(Problème posé a) Montrez toutes les lignes du listing où figure le mot « after ».

(Texte à lire)
Extrait de Sur S/Z et L'Empire des signes, entretien donné aux Lettres françaises le 20 mai 1970

Qu'on permette ce commentaire en raccourci: le découpage en lexies reste la seule méthode valable en traduction des lettres chinoises, qui ne connaissent pas la phrase ou plus exactement, où les phrases d'origine n'offrent aucun moule où couler les phrases d'arrivée. Par conséquent, la méthode barthésienne de dégagement des lexies, illustrée avec esprit de système dans S/Z, possède une valeur pratique éminente dans l'ingénierie du sens et de la traduction; se voulant en effet manière de lecture sémantique, elle doit logiquement déboucher sur une libération de la syntaxe de la langue l'arrivée. Elle permet, ou devrait permettre de la part de ceux qui devraient en user, de donner en traduction du chinois des textes français démoulés de leur gangue orientaliste a-syntaxique, savoir de leur apparente platitude originelle. Son usage, son concept offrent à tout le moins la possibilité d'un premier pas décisif dans cette direction.
Utilisateur anonyme
17 mars 2008, 10:07   Lettres chinoises.
"le découpage en lexies reste la seule méthode valable en traduction des lettres chinoises, qui ne connaissent pas la phrase ou plus exactement, où les phrases d'origine n'offrent aucun moule où couler les phrases d'arrivée"

(Données fournies)
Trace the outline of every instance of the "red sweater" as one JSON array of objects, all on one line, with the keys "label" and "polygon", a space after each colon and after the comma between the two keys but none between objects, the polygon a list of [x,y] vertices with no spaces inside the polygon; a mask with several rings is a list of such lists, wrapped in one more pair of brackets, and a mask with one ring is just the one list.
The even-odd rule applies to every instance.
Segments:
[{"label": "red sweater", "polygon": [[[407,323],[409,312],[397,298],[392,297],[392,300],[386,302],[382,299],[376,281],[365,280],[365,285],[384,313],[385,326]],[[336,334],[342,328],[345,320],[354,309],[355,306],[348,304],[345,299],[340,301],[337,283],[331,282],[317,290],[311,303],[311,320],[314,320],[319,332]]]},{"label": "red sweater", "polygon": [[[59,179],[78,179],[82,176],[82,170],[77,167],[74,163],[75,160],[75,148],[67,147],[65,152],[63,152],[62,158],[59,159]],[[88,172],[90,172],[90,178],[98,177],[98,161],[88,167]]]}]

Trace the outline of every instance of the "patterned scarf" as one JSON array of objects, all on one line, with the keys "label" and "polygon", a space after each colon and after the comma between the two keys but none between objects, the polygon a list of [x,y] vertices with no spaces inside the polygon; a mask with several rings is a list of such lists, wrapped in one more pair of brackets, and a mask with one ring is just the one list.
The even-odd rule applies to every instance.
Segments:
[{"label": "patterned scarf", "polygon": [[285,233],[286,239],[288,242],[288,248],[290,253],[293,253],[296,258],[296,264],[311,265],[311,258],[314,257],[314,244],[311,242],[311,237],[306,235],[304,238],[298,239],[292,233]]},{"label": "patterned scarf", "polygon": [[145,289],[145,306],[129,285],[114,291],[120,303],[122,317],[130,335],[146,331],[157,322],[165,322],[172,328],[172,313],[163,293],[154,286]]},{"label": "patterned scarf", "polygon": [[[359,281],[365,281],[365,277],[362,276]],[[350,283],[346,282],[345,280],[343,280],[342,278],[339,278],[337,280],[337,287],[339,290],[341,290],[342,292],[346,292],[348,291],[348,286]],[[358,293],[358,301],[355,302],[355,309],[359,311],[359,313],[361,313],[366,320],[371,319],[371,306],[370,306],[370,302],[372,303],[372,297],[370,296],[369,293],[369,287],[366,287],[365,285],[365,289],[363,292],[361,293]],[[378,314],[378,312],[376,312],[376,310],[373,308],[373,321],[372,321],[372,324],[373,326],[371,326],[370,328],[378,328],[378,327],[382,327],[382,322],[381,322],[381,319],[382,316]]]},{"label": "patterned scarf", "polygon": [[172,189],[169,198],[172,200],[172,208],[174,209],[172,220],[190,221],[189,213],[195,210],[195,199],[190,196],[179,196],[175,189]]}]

(Problème posé b) Traduisez en anglais cette phrase de l'extrait sur S/Z et L'Empire des signes : « Son usage, son concept offrent à tout le moins la possibilité d'un premier pas décisif dans cette direction. »

(Réponse à l'exercice a)
Trace the outline of every instance of the "red sweater" as one JSON array of objects, all on one line, with the keys "label" and "polygon", a space after each colon and after the comma between the two keys but none between objects, the polygon a list of [x,y] vertices with no spaces inside the polygon; a mask with several rings is a list of such lists, wrapped in one more pair of brackets, and a mask with one ring is just the one list.
Trace the outline of every instance of the "patterned scarf" as one JSON array of objects, all on one line, with the keys "label" and "polygon", a space after each colon and after the comma between the two keys but none between objects, the polygon a list of [x,y] vertices with no spaces inside the polygon; a mask with several rings is a list of such lists, wrapped in one more pair of brackets, and a mask with one ring is just the one list.

(Réponse à l'exercice b) Its use, its concept offer at the very least the possibility of a decisive first step in that direction.